(Items from a dataset)
** Begin **
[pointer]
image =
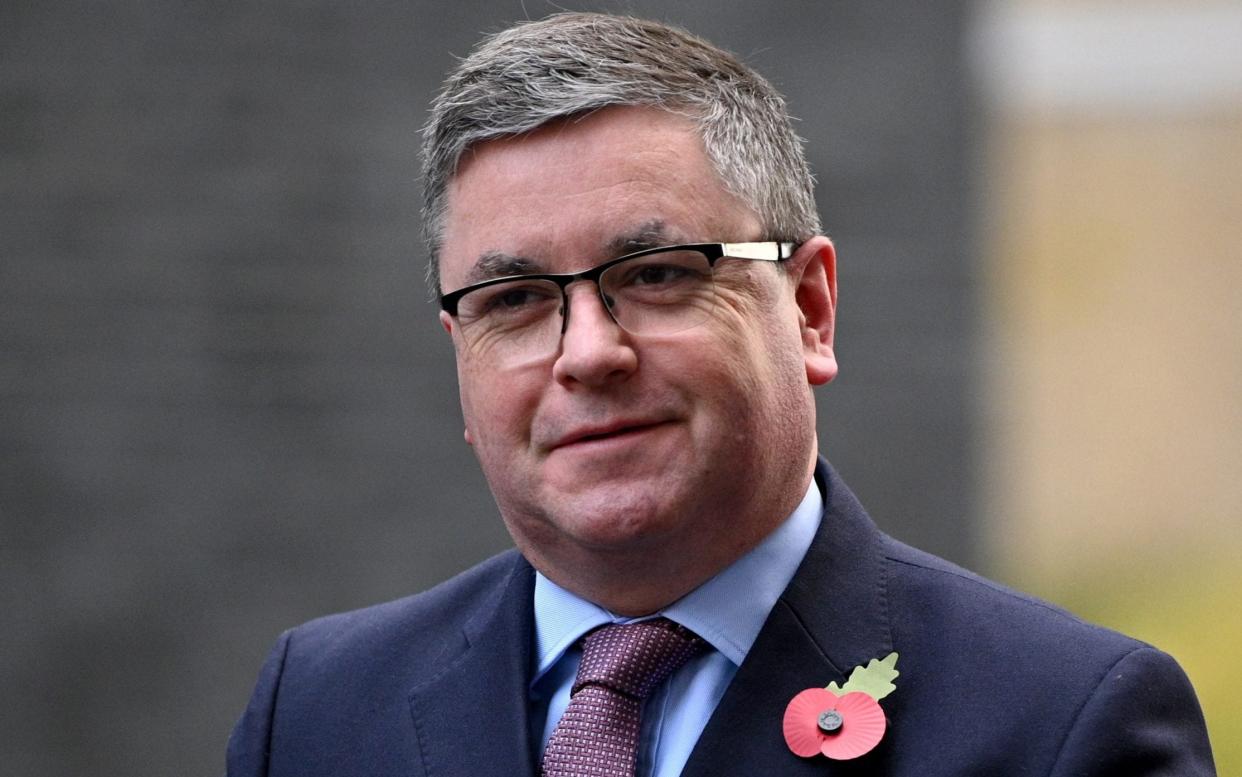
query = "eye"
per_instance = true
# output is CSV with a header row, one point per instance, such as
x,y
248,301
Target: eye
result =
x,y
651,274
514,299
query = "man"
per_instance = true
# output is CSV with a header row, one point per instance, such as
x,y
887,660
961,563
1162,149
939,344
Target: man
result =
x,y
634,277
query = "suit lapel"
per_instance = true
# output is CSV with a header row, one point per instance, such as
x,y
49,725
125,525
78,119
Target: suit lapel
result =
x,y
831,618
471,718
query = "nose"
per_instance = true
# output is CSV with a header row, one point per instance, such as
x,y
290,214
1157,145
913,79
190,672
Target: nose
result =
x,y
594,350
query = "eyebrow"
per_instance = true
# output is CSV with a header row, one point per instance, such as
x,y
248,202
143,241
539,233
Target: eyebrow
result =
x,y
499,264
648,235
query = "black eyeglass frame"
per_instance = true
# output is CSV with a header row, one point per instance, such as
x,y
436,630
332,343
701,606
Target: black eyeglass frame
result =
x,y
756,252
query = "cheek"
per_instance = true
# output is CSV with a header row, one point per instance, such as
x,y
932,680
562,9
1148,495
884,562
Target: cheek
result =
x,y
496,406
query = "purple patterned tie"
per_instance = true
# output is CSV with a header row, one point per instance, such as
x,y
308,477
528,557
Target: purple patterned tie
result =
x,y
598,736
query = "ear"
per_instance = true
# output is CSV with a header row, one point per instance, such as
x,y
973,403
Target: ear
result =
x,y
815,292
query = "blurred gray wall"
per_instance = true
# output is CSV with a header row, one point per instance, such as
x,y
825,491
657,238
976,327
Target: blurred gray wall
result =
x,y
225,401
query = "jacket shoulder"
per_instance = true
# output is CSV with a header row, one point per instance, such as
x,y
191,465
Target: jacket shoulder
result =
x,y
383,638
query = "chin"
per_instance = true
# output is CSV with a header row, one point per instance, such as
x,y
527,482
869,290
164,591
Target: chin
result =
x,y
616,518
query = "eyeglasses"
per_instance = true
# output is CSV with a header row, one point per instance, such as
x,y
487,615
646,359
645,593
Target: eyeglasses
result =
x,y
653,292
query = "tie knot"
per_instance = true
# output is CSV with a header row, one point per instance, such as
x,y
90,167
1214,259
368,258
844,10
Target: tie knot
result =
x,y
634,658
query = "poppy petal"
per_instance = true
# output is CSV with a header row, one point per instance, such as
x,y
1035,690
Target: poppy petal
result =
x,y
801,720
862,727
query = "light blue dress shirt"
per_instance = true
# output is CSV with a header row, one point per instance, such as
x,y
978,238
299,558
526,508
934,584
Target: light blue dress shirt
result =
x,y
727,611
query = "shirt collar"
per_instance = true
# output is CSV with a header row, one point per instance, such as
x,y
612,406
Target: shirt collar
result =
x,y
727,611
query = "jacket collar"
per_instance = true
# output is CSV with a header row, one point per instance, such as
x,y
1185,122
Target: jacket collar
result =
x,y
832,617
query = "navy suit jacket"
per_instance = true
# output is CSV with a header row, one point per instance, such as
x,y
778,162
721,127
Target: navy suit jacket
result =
** End **
### Exercise
Please show each line in the items above that contains the word "gray".

### Answer to this problem
query = "blurred gray wall"
Target: blurred gray wall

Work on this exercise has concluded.